───── Records provided

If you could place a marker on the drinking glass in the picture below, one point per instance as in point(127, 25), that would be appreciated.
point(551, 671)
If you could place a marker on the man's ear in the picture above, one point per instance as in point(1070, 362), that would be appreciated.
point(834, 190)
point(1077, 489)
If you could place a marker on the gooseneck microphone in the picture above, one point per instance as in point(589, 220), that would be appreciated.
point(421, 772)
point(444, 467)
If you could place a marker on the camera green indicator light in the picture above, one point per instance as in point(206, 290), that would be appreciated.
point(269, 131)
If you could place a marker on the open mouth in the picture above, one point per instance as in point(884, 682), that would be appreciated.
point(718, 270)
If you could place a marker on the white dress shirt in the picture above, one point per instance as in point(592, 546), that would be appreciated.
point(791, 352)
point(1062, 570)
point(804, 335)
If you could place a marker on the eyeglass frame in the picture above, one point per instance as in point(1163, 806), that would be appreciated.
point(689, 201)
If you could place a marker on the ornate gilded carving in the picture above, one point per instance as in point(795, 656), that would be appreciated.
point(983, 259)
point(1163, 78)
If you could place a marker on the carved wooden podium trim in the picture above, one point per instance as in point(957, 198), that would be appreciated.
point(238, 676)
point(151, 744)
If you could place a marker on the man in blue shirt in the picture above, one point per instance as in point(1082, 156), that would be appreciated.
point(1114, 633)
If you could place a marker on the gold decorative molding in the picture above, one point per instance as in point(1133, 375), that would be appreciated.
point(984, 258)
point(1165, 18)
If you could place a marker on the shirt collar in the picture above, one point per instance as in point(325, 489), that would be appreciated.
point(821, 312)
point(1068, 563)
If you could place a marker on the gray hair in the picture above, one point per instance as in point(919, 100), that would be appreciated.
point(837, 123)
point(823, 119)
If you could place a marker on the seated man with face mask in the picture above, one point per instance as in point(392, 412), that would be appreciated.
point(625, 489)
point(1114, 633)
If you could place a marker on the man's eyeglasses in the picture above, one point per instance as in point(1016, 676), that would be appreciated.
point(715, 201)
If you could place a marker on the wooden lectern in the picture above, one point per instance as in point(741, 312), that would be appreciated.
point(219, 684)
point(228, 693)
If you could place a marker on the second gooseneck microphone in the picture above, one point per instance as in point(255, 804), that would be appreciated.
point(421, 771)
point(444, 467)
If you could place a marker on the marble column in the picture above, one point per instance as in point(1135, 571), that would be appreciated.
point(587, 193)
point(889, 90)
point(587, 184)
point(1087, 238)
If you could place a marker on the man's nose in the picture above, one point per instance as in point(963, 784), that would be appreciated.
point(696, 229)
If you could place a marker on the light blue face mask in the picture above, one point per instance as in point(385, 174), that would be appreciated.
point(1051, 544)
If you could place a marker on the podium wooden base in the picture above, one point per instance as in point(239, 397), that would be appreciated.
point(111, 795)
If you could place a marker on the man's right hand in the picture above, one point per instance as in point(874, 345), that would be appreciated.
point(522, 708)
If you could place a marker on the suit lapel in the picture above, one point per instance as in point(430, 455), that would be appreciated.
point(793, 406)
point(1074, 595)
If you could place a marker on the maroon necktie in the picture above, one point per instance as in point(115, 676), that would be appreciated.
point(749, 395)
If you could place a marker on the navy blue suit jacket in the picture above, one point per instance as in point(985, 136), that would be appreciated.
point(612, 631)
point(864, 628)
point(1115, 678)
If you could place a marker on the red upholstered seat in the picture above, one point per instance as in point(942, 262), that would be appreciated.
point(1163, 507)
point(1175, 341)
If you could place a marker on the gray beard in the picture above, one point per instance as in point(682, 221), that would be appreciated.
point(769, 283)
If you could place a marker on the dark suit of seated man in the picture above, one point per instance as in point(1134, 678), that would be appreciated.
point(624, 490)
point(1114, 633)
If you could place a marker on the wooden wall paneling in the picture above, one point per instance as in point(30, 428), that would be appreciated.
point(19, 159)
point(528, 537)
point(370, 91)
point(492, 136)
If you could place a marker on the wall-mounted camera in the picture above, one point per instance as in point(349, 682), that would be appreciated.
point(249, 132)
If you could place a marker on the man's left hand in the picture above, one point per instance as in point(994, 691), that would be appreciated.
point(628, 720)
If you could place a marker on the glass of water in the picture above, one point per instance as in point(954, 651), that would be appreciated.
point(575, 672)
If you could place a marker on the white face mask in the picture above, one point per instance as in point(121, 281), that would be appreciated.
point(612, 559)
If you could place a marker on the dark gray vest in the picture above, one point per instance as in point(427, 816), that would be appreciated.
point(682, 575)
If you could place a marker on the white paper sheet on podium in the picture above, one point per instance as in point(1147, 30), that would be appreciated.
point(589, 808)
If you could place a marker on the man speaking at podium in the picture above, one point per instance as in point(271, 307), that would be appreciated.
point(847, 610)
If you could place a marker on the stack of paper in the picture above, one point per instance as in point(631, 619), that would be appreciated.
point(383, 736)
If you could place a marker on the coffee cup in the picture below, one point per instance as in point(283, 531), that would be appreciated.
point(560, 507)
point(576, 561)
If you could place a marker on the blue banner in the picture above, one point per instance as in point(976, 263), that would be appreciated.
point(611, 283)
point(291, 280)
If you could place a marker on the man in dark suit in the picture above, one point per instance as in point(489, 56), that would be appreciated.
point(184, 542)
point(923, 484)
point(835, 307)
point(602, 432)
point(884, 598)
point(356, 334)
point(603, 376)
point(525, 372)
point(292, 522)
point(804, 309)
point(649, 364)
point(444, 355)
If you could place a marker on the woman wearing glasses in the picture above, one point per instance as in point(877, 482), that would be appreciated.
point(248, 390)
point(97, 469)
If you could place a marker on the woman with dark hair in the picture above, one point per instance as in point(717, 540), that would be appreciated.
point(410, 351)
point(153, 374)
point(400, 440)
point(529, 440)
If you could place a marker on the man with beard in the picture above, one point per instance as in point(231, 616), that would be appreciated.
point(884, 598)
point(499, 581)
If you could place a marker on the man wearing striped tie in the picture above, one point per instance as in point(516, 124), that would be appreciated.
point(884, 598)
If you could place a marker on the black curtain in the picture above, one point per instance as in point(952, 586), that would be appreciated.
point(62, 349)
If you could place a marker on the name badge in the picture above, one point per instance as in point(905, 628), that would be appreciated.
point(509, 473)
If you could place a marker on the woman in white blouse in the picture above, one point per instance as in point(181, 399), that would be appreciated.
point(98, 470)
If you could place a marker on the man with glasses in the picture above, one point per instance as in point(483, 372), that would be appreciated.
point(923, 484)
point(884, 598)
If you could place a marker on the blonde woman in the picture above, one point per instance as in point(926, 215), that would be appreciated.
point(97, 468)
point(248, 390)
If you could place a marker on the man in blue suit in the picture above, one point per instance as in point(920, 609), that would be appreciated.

──────────

Could you recast everything from the line containing "156), that would be appreciated." down to the line containing "point(1087, 238)", both included, as a two-column CSV with the headers item_text and answer? Give one row per item, putting the item's text and its full answer each in a single quoted field, with line breaks turned into spaces.

__Written solution__:
item_text,answer
"If you could place a marker on the man in blue shirt in the picture above, one point per instance as in point(1082, 156), that would be appreciated.","point(1114, 633)"
"If you could place a marker on the gold decorative molding in the picture above, one point per instance as in point(1133, 375), that would be appreciated.","point(984, 258) point(1165, 18)"
"If you could place a marker on the shirt collar in the picture above, one point per instance as in point(325, 489), that would be appreciated.","point(821, 312) point(1068, 563)"
"If you could place a marker on the gray hair in the picture above, one point per instance as in point(919, 100), that would be appreciated.","point(837, 123) point(823, 119)"
"If you could place a marker on the seated man with face mask in the picture above, one point per instance as in point(392, 412), that would be appreciated.","point(625, 489) point(1114, 633)"
"If you could place a marker on the man's eyeglasses in the picture above, one point per instance as in point(1016, 676), that would be appreciated.","point(715, 201)"
"If you could place a marker on the wooden lectern in the picture above, one point per instance as in point(741, 312), that would be appreciated.","point(219, 684) point(228, 693)"
"If you could place a marker on the second gooseneck microphone in the picture above, one point per instance as in point(255, 804), that would be appreciated.","point(421, 771) point(444, 467)"
"If you could place a marker on the marble column in the picture above, one point per instance as in point(1135, 571), that would be appreciated.","point(587, 193) point(889, 90) point(587, 184) point(1087, 238)"